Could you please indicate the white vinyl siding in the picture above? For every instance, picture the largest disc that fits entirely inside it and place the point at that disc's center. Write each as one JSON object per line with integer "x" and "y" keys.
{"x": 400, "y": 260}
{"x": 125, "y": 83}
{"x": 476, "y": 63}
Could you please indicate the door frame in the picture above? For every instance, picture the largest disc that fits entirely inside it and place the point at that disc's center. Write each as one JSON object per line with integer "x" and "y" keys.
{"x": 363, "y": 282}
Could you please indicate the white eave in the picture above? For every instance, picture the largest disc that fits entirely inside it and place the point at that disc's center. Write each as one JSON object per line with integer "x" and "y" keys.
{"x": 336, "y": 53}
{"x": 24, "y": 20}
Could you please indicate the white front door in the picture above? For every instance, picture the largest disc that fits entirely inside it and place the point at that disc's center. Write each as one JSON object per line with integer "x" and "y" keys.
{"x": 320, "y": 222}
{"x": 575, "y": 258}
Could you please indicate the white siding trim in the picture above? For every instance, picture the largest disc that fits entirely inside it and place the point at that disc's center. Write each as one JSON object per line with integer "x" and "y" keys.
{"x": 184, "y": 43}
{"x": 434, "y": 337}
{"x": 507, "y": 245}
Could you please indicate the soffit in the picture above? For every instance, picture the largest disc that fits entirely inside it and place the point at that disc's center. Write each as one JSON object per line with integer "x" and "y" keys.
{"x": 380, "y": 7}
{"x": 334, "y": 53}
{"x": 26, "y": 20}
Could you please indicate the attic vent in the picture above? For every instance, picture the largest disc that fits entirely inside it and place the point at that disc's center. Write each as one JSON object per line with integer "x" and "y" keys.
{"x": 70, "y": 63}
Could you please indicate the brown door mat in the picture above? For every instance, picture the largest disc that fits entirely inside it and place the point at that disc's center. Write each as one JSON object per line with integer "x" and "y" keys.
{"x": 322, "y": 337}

Exercise description
Return each entry from the material above exactly as it appears.

Written solution
Could you please indicate the white vinyl siding in the picture above? For every instance, picture the largest disc that fits entirely inside it and place the point at that disc's center. Write each as one JSON object per line with integer "x" and "y" keys.
{"x": 400, "y": 260}
{"x": 125, "y": 83}
{"x": 476, "y": 63}
Could you please indicate the door frame in the picture above? For every instance, picture the largest disc that fits entirely inside it and place the point at that disc's center. Write each as one JSON object per line with integer "x" and "y" keys.
{"x": 363, "y": 282}
Could you please indicate the white eave in the picture above? For every instance, picture the largest disc that fits entirely inside it and place the point at that disc's center. Write each as one JSON object per line with integer "x" and "y" keys.
{"x": 336, "y": 53}
{"x": 24, "y": 20}
Could you please indicate the white front door in the picture above? For every instance, picture the largest disc that fits entirely inside it and place the point at that disc's center. Write each as one JSON object per line with integer "x" and "y" keys.
{"x": 320, "y": 222}
{"x": 575, "y": 258}
Could you please indicate the white siding trim in the picture above? For every instance, picture the largest disc that fits entirely inside it and place the point at that disc's center. Write each as one JSON object per line with integer "x" and "y" keys.
{"x": 184, "y": 43}
{"x": 434, "y": 337}
{"x": 507, "y": 245}
Could you please indicate the soffit in the picture above? For every instance, picture the largest disc that fits entirely inside it and place the point at that disc's center. Write each as one JSON object per line with integer "x" and "y" keys.
{"x": 380, "y": 7}
{"x": 334, "y": 53}
{"x": 26, "y": 20}
Could you please indicate the attic vent in the picture above? For every instance, picture the largest disc that fits entirely inside it and place the point at that disc's center. Write each as one JSON object per line with integer "x" and "y" keys.
{"x": 70, "y": 63}
Could you please indicate the brown door mat in the picture above? For every instance, picture the largest disc that fits entirely inside it and place the point at that disc's center. Write each as one JSON object per line with integer "x" and "y" keys.
{"x": 322, "y": 337}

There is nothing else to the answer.